• [EXCERPTED PASSAGE]
____________________
If anything, to be honest, I could try the opposite tactic--using my authority as IP attorney as part of my argument--that I know more about it than you laymen, so just trust me. I could try to talk over your heads, use inside jargon, etc. I could try to act superior as if I'm better-qualified to opine on these matters, *because* of my experience. But I do not, and indeed to not think any of these things is valid or true. I think your average thinking person is as "qualified" as me and I try to explain things in normal terms where possible, etc. So here I am, arguing in a fair manner, giving my sincere views and trying to discuss an important and interesting issue fairly and rationally, and not resting on my status as IP attorney becaues that could be an illegitimate debating tactic... and then I get accused of the opposite, of being a fraud for not mentioning it loudly enough, or of being a hypocrite for having dissenting opinions about something I know a lot about, blah blah blah. It's so distracting and tiresome, and pointless. And it's not the way we would talk to each other at a dinner or cocktail party. Come on.
John: Why is it not acceptable to you when a rival company commits theft to obtain a design of a drug when those two drug companies don't have a contract with each other? Because as a libertarian, indeed as a pro-civilization person, I oppose theft, which is to say, I favor institutionalized respect for property rights. If A breaks into B's building to learn A's secrets, it is committing trespass, and ought to be punished. One thing taken into account in punishing is of course the harmful consequences to the victim. Sure.
____________________
• [DATASET EXCERPTS]
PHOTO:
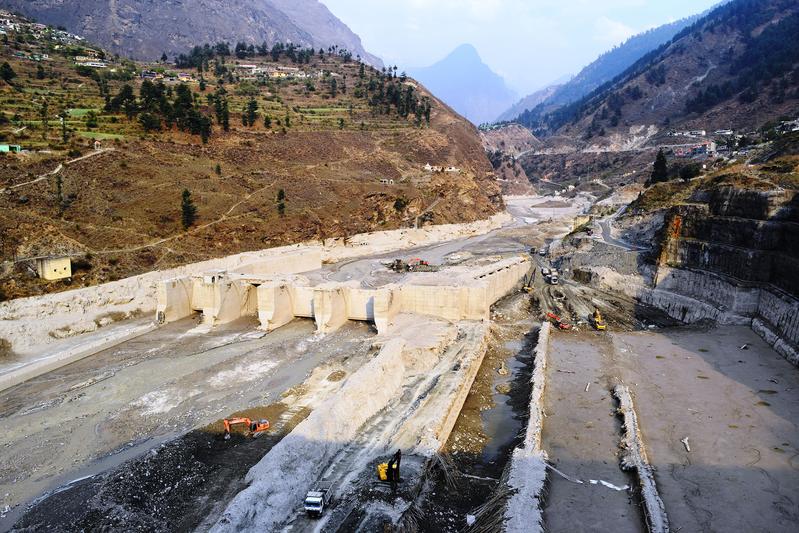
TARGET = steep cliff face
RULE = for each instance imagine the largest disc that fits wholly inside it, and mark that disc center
(730, 253)
(749, 235)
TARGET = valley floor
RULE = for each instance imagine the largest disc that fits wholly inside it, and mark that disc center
(132, 438)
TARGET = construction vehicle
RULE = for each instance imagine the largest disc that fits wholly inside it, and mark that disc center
(254, 427)
(558, 322)
(527, 284)
(414, 265)
(317, 499)
(389, 471)
(599, 323)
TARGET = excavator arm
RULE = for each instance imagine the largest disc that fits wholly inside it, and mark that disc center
(254, 427)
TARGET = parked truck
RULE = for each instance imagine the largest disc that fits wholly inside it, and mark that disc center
(317, 499)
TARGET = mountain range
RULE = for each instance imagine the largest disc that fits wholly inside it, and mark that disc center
(606, 67)
(145, 29)
(735, 68)
(467, 84)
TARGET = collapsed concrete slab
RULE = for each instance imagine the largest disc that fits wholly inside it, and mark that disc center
(460, 293)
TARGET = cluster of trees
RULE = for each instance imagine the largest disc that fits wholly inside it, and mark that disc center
(201, 57)
(387, 93)
(661, 171)
(770, 55)
(159, 106)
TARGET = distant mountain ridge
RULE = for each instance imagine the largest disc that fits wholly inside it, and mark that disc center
(736, 68)
(531, 101)
(467, 85)
(606, 67)
(144, 29)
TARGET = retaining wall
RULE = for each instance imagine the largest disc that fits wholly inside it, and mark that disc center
(527, 472)
(31, 324)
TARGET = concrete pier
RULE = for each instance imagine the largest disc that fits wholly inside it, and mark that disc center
(457, 293)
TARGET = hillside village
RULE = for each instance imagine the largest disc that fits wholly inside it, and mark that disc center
(84, 108)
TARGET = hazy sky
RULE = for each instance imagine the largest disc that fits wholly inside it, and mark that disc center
(529, 42)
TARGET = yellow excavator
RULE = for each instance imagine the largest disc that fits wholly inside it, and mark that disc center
(390, 471)
(599, 322)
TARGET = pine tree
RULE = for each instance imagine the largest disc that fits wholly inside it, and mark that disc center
(660, 170)
(6, 72)
(188, 209)
(281, 202)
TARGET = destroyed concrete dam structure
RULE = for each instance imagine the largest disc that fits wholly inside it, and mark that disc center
(513, 407)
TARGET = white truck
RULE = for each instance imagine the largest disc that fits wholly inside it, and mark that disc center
(317, 500)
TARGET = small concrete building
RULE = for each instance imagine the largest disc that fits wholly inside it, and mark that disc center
(53, 268)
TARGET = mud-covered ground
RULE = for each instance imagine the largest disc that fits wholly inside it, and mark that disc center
(490, 426)
(108, 409)
(717, 408)
(116, 457)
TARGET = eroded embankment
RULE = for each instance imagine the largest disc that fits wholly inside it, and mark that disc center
(400, 399)
(463, 481)
(527, 472)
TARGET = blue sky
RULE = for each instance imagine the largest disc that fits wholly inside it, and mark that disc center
(529, 42)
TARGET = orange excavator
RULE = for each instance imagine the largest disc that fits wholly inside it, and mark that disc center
(254, 427)
(558, 322)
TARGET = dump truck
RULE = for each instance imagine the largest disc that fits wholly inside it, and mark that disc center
(414, 265)
(317, 499)
(527, 284)
(253, 427)
(599, 323)
(558, 322)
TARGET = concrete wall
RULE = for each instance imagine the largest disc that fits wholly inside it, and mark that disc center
(275, 308)
(31, 324)
(527, 473)
(174, 299)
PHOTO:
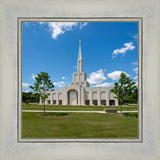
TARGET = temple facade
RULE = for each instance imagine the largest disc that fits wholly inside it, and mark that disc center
(79, 91)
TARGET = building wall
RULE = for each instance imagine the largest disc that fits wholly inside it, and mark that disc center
(93, 95)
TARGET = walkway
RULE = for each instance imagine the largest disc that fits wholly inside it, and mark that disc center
(74, 111)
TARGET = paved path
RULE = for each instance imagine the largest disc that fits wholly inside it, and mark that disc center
(74, 111)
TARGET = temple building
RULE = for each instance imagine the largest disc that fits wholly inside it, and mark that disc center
(79, 91)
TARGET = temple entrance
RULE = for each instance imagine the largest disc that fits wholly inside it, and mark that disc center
(73, 97)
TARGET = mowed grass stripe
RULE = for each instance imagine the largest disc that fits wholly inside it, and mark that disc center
(76, 108)
(79, 125)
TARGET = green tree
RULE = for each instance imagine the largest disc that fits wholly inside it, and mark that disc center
(28, 97)
(125, 90)
(42, 84)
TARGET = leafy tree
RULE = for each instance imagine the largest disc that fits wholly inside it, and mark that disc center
(28, 97)
(42, 84)
(125, 90)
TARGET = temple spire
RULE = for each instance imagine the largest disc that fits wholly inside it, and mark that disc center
(80, 53)
(80, 61)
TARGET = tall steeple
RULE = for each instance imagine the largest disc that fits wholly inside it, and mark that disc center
(80, 61)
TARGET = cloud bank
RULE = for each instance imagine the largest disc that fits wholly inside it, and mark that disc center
(127, 47)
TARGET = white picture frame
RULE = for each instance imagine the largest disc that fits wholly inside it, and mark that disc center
(146, 147)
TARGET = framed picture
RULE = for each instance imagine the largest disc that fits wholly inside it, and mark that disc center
(84, 94)
(97, 59)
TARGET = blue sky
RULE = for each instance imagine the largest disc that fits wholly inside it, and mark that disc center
(108, 48)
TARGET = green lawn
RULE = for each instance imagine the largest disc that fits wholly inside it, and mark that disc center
(79, 125)
(76, 108)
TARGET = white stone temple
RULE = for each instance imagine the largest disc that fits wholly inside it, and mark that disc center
(79, 92)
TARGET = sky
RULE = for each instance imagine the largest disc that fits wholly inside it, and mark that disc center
(108, 49)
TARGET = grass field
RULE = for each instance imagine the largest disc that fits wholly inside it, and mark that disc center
(76, 108)
(79, 125)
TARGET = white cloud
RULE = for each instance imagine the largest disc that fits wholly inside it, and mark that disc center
(63, 77)
(34, 76)
(105, 85)
(82, 25)
(59, 84)
(96, 77)
(25, 85)
(127, 46)
(58, 28)
(136, 70)
(116, 75)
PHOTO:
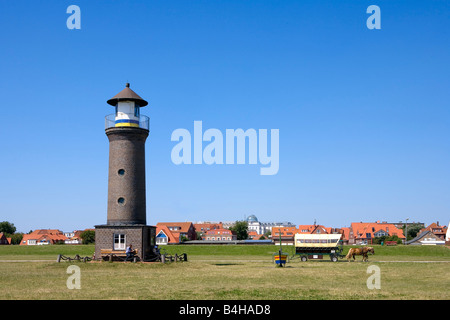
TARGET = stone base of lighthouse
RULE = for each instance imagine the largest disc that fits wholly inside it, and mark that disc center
(115, 238)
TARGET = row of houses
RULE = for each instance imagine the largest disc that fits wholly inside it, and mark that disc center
(359, 233)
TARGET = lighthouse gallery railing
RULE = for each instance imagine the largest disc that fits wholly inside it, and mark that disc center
(110, 121)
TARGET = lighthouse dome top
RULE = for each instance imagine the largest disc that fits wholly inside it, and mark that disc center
(127, 95)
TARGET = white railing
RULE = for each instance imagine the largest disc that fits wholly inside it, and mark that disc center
(110, 121)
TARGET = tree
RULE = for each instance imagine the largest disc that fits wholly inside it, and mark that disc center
(7, 227)
(240, 228)
(88, 237)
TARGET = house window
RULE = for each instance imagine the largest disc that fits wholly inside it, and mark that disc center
(119, 241)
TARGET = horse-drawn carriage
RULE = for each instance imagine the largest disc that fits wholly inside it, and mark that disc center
(315, 246)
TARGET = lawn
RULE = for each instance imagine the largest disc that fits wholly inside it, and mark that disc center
(226, 273)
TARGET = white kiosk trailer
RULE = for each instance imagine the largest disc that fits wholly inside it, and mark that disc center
(315, 246)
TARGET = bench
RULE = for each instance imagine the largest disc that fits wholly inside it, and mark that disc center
(118, 254)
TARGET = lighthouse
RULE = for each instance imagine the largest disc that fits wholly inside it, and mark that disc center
(127, 131)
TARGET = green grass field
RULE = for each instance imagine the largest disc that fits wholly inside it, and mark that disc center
(225, 272)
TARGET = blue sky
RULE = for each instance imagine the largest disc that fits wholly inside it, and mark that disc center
(363, 115)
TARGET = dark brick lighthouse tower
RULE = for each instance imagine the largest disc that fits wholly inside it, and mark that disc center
(127, 131)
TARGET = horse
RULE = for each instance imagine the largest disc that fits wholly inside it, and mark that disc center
(360, 252)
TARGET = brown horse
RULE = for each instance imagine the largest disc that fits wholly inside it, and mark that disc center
(360, 252)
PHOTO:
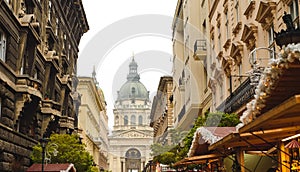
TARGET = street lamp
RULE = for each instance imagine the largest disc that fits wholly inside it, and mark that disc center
(43, 142)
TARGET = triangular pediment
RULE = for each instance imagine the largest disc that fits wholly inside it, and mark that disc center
(132, 134)
(265, 11)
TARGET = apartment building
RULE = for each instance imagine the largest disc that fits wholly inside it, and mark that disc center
(190, 71)
(38, 52)
(161, 115)
(253, 66)
(93, 120)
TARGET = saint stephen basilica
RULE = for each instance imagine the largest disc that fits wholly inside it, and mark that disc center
(131, 136)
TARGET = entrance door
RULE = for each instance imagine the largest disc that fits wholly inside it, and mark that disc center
(133, 160)
(133, 170)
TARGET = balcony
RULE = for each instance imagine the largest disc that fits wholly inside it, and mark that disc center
(27, 84)
(51, 107)
(181, 114)
(200, 49)
(238, 98)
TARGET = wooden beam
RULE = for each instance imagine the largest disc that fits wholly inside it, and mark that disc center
(276, 112)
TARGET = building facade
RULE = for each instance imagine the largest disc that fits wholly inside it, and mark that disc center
(251, 62)
(190, 67)
(38, 52)
(161, 115)
(132, 136)
(93, 120)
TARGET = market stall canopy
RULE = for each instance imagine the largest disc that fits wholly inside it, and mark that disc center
(293, 144)
(52, 168)
(198, 159)
(274, 112)
(204, 136)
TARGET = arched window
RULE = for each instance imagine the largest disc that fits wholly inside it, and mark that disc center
(132, 120)
(133, 90)
(117, 120)
(125, 120)
(140, 120)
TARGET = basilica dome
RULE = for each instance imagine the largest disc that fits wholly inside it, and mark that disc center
(133, 88)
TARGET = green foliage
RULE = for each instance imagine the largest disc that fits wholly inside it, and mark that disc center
(70, 150)
(182, 140)
(221, 119)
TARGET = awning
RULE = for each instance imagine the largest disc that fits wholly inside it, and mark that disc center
(198, 159)
(273, 126)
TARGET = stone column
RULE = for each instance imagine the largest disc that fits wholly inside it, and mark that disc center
(240, 159)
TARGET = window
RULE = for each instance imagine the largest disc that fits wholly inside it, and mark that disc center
(133, 90)
(56, 26)
(227, 26)
(294, 9)
(237, 11)
(140, 120)
(8, 1)
(22, 67)
(125, 120)
(0, 107)
(50, 11)
(219, 41)
(2, 45)
(271, 41)
(205, 79)
(132, 120)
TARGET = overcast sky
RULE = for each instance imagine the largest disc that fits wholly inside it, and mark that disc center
(119, 29)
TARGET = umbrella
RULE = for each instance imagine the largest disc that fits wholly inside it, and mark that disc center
(293, 144)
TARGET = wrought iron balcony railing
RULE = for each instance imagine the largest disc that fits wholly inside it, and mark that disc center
(200, 49)
(238, 98)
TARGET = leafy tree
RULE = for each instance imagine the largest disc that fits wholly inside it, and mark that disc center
(182, 140)
(70, 150)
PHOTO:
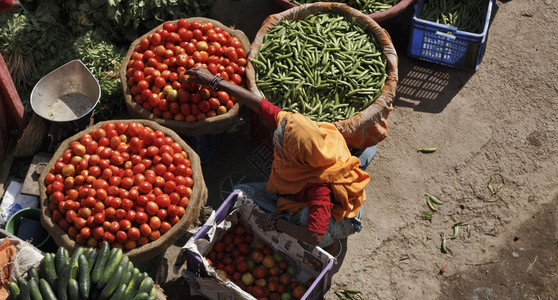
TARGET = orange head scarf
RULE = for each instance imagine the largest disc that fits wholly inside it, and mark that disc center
(316, 152)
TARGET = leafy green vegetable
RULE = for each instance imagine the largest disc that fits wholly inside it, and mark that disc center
(31, 48)
(103, 59)
(45, 34)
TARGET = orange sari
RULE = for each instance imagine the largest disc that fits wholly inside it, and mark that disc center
(316, 152)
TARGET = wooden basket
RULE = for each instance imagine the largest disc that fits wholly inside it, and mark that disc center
(213, 125)
(148, 251)
(369, 126)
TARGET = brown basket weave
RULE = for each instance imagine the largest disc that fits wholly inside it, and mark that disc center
(369, 126)
(377, 16)
(148, 251)
(213, 125)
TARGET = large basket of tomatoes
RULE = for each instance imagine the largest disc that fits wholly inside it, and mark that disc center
(132, 183)
(156, 88)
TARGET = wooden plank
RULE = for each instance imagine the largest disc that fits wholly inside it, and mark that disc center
(38, 165)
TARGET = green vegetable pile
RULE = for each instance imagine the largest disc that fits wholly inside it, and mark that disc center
(466, 16)
(365, 6)
(326, 67)
(45, 34)
(88, 273)
(103, 60)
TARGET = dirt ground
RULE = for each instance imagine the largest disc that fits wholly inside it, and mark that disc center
(497, 125)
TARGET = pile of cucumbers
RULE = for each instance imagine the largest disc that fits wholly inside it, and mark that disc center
(89, 273)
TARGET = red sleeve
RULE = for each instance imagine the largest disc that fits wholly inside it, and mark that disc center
(5, 4)
(318, 196)
(268, 112)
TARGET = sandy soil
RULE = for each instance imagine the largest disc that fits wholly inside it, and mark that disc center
(495, 125)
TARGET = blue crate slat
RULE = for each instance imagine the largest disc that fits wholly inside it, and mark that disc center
(445, 45)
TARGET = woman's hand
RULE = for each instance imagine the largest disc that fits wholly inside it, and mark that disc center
(262, 220)
(201, 76)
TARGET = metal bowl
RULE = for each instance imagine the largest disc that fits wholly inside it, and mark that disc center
(67, 95)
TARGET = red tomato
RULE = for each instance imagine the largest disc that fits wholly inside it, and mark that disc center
(151, 208)
(121, 236)
(145, 229)
(141, 217)
(165, 226)
(134, 233)
(98, 232)
(109, 237)
(162, 201)
(154, 222)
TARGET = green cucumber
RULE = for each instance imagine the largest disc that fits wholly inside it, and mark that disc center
(48, 269)
(33, 273)
(73, 289)
(60, 258)
(109, 289)
(145, 286)
(62, 282)
(141, 296)
(100, 261)
(13, 288)
(133, 285)
(34, 289)
(128, 273)
(110, 267)
(46, 290)
(84, 278)
(91, 257)
(24, 292)
(153, 294)
(119, 293)
(75, 256)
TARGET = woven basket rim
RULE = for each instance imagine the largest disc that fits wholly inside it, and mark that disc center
(213, 125)
(137, 255)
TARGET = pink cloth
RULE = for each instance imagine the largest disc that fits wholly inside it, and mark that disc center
(12, 113)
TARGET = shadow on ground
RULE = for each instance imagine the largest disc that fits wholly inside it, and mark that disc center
(525, 269)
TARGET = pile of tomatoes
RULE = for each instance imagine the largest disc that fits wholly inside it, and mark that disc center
(255, 267)
(123, 183)
(155, 71)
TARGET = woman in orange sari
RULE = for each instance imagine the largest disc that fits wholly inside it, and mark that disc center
(316, 188)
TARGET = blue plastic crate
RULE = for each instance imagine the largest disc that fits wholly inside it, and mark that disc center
(446, 45)
(317, 290)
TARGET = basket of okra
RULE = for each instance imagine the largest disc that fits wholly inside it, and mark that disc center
(331, 63)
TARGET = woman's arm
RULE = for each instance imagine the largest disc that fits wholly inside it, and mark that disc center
(244, 96)
(8, 5)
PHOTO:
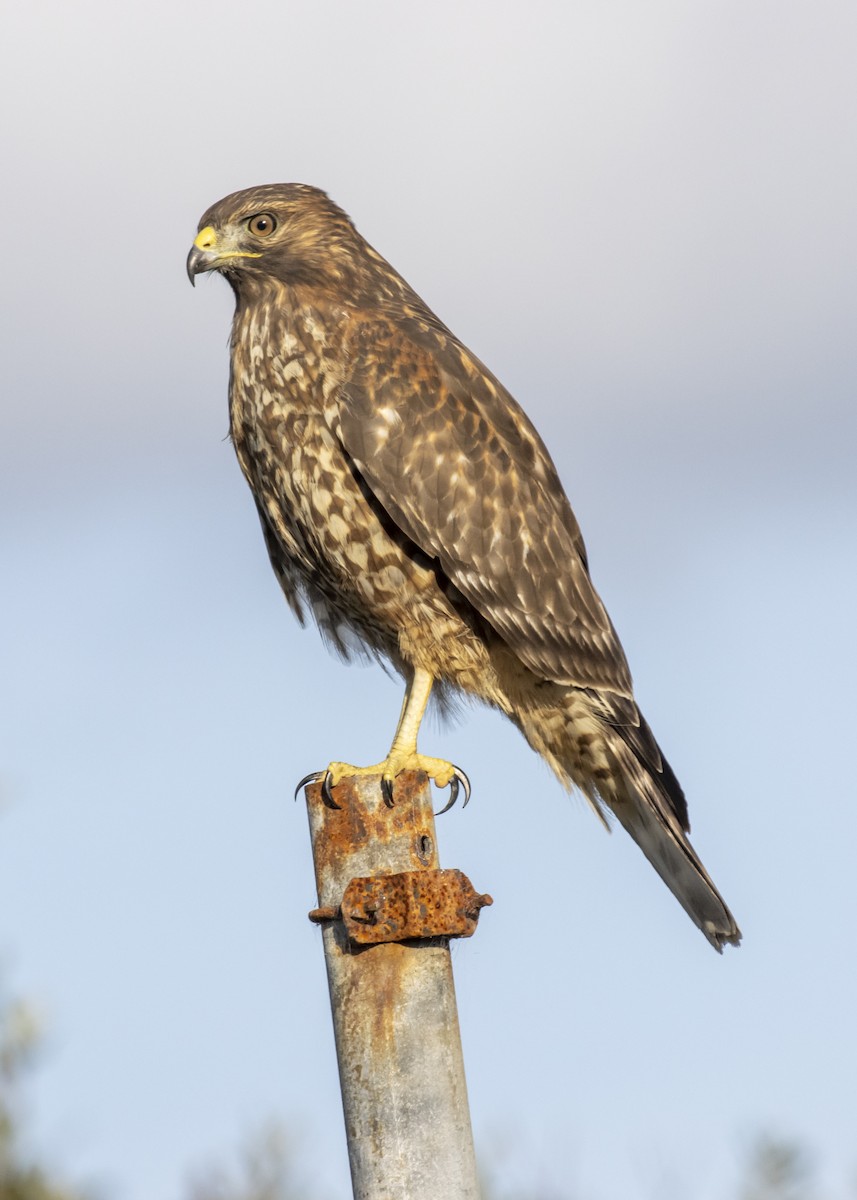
____________________
• [PROBLEM A]
Reproduce the intellectual property passage verbatim, everything from "John: Why is" down to "the victim. Sure.".
• [PROBLEM B]
According to the intellectual property passage, what does the writer favor by opposing theft?
• [PROBLEM C]
Take the intellectual property passage further, picking up right after its final sentence.

• [WRITTEN RESPONSE A]
John: Why is it not acceptable to you when a rival company commits theft to obtain a design of a drug when those two drug companies don't have a contract with each other? Because as a libertarian, indeed as a pro-civilization person, I oppose theft, which is to say, I favor institutionalized respect for property rights. If A breaks into B's building to learn A's secrets, it is committing trespass, and ought to be punished. One thing taken into account in punishing is of course the harmful consequences to the victim. Sure.

• [WRITTEN RESPONSE B]
Institutionalized respect for property rights.

• [WRITTEN RESPONSE C]
But it is acceptable that a drug company can stipulate with the sale of every drug that the design of that drug cannot be reproduced, so in essence no other drug company could possibly get the design for that drug without either violating a contract, because afterall how can the rival drug company obtain a copy of the drug without first buying the drug from the rival drug company and thus must abide by the stipulations of that contract, or else simply break into a store or the company's factory and steal a copy of the drug. The difficulty here is ensnaring third parties. I believe that to assume the third party is necessarily caught in this web of contracts, you have to presuppose information is ownable, which is question-begging. I explain this in detail in Against Intellectual Property, pp. 33-41. Let's take a concrete example. Suppose A sells his drug to B, with every contractual stipulation you can think of. B is not permitted to tell anyone about the drug, or let anyone see it or use it unless that person also signs a similar agreement, etc. Okay? fine. But what if B *violates the contract*? Let's say B erects a billboard on his lawn that displays the formula for the drug. B's neighbor, see, from his own house, sees the information on the billboard, and thus now knows how to make a drug that does certain useful things. So he starts making this drug, and selling it, cutting into A's market share. Yes, yes, A can sue B for damages. But can A sue C? On what grounds? What did C do? C never saw the drugs B possessed, never used them, never touched them. There is no possible argument that he was holding "A"'s property without A's consent, so he can be ensnared. In this case, C only got knowledge, and he got it by doing nothing illegal or rights violative; he merely peered out of his own window, and saw information displayed in a billboard on his neighbor's lawn.
Should C now be forced not to act on information he has in his head? Why? On what basis? The only way to argue this is to say that *information* itself -- ideas, patterns of information, recipes, designs, whatever -- is property. I think this is obviously pernicious, but in any case, it is the question here, so to assume it is question-begging.
Either way through just an added stipulation to a contract, and the recognition that outright theft of a tangible product is banned with or without a contract, we have a de facto recognition of intellectual property rights. This is not correct, again, as I explain in detail in the paper noted above.
So how can a rival drug company under Stephan's view of jurisprudence, lawfully reproduce their competitor's drug? They would either have to break the conditions of a contract when buying the drug product, or they would have to resort to theft to obtain the drug product in order to reproduce it. Why do you assume this? All the competitor needs is *information*. They need not ever obtain a sample of the first company's product to be able to recreate it. In fact, information about the drug is publicly avialable--part of the FDA process etc. In a free market surely it would be publicly available so doctors and certifying agencies could inspect it and verify its safety, efficacy, etc. Even if it's secret, the purpose of the drug is known--what it does. If the competitor reverse engineers it, and comes up w/ basically the same compound as the first one did, to produce the desired effect, they are STOPPED today by patent law. Why should they be, esp. if they independently invent it?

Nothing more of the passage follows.